#### [DIRECTIONS]
Hunt through the lines below for the string "stop" and copy each one that has it.

Referring expression pointing data
============================================================
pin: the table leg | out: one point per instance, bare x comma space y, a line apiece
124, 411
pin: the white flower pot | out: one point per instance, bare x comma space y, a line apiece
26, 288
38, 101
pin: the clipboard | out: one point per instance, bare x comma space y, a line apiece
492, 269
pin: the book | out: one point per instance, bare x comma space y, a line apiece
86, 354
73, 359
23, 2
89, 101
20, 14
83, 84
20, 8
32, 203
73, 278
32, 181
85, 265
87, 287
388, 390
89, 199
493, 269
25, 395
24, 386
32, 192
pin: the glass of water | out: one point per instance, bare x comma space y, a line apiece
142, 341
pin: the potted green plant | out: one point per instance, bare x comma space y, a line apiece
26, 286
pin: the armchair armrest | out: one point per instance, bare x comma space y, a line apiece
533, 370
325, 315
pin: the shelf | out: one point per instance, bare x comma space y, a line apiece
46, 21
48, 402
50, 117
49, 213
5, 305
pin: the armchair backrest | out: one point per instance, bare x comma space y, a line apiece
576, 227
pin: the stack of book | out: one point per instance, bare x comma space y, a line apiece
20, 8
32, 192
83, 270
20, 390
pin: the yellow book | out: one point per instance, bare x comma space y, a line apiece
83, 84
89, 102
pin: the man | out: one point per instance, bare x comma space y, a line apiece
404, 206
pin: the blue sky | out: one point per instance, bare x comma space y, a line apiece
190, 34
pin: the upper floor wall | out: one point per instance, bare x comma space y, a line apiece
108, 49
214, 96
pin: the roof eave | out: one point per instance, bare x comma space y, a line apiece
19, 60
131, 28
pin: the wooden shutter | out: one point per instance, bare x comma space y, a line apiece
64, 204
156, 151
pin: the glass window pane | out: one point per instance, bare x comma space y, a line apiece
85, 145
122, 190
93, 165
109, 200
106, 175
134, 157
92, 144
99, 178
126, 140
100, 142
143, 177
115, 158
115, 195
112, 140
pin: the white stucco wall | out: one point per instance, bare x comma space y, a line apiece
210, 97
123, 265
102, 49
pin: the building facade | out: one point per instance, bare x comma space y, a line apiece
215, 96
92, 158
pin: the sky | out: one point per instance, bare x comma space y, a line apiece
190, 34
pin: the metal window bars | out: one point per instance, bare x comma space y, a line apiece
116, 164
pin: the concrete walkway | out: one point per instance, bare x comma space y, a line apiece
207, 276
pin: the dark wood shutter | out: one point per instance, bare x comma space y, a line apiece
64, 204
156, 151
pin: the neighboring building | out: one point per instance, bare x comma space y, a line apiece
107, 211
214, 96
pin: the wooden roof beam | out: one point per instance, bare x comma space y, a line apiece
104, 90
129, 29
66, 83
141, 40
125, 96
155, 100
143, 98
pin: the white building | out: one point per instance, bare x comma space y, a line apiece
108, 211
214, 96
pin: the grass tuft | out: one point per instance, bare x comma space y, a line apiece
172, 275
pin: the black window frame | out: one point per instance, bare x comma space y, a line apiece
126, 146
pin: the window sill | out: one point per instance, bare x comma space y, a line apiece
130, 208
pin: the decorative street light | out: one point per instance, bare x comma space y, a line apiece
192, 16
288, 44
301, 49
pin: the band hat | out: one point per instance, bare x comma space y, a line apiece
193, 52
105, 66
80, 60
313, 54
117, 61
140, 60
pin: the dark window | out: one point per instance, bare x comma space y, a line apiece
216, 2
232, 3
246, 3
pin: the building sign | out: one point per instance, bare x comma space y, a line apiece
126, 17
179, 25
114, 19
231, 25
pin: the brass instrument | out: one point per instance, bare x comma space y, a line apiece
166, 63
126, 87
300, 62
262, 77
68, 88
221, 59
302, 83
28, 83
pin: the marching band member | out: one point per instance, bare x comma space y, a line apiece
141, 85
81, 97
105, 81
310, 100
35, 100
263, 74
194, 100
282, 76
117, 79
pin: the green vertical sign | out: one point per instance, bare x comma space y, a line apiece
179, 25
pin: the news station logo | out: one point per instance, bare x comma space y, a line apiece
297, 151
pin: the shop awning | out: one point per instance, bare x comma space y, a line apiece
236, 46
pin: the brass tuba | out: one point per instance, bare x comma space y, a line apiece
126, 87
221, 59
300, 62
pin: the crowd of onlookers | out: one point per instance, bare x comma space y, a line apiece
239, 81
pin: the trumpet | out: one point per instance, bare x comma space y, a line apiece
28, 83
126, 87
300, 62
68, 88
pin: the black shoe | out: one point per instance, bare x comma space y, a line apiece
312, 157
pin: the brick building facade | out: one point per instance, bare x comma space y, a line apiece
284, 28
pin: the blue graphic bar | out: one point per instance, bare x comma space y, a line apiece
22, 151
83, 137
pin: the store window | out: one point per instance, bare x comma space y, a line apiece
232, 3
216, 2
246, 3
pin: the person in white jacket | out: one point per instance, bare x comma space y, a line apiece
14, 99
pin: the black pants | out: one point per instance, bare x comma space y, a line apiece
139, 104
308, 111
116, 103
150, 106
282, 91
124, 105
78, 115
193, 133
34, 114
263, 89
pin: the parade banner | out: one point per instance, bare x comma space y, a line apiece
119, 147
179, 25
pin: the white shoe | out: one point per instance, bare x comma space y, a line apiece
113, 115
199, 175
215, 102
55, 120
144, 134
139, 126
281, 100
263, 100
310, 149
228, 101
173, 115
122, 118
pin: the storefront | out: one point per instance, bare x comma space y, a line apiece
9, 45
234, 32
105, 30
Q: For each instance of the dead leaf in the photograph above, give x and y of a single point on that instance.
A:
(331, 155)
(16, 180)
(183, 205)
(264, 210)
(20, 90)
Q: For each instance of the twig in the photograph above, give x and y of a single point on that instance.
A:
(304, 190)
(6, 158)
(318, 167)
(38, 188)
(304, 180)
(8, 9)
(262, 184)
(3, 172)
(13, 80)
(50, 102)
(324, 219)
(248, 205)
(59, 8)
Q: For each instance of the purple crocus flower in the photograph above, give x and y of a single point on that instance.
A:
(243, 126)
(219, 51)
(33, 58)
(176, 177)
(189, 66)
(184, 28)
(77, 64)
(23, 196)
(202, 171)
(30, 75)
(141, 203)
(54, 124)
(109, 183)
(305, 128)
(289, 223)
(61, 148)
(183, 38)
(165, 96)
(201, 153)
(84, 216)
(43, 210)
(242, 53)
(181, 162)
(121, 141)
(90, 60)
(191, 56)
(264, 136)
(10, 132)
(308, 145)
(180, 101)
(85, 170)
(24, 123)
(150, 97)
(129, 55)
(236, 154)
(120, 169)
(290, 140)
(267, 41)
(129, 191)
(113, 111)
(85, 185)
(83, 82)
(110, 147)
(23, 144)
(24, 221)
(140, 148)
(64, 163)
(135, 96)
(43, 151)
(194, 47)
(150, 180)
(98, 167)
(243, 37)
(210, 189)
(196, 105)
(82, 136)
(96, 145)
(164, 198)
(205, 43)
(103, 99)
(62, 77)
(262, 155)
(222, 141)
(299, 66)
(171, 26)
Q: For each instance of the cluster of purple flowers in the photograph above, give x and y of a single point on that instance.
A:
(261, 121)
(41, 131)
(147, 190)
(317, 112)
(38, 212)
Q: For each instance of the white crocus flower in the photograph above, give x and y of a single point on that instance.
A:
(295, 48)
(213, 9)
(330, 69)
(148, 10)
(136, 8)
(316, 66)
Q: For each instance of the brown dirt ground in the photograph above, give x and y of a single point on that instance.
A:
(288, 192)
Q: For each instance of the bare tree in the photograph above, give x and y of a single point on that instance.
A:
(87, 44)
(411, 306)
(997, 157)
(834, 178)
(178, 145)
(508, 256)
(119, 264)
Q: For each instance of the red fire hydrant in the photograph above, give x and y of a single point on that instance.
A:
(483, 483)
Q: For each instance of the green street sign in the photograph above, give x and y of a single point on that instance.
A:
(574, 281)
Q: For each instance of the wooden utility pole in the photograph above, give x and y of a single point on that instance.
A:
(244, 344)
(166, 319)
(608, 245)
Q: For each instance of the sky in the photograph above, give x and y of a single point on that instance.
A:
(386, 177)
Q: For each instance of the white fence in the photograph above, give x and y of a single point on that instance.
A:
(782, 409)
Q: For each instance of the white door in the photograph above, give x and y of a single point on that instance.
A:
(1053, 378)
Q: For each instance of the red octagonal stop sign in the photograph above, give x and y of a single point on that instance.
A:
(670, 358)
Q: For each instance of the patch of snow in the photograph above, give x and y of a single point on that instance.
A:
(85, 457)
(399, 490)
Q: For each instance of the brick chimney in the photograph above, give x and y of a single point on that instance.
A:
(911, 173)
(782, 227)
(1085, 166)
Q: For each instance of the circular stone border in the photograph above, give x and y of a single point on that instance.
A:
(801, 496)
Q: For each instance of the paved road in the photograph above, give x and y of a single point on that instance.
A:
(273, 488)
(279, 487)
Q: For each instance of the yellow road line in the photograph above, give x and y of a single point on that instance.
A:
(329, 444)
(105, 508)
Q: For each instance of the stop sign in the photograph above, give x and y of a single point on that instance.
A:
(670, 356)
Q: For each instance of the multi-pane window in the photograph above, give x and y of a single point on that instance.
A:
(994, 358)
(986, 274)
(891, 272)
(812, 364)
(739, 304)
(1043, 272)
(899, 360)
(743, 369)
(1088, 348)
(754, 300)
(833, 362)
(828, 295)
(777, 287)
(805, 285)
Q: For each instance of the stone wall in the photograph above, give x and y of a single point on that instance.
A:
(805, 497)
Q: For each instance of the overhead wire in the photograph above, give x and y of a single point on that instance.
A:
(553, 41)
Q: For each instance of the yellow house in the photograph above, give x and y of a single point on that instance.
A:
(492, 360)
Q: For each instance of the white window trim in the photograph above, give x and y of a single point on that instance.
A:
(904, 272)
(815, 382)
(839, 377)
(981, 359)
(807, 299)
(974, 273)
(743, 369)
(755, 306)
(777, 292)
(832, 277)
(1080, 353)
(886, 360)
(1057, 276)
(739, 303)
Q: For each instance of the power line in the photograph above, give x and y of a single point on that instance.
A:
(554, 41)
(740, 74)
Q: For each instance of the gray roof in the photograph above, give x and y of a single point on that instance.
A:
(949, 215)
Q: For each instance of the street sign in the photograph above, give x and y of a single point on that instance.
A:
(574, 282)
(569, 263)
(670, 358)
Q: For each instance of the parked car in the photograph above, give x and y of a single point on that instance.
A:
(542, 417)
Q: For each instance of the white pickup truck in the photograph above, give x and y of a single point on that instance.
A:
============================================================
#### [TASK OUTPUT]
Q: For each instance of the red octagonal stop sign in the photograph above, give x and y of a single point on that instance.
Q: For each instance of the stop sign in the photograph above, give x and y of a single point on that instance.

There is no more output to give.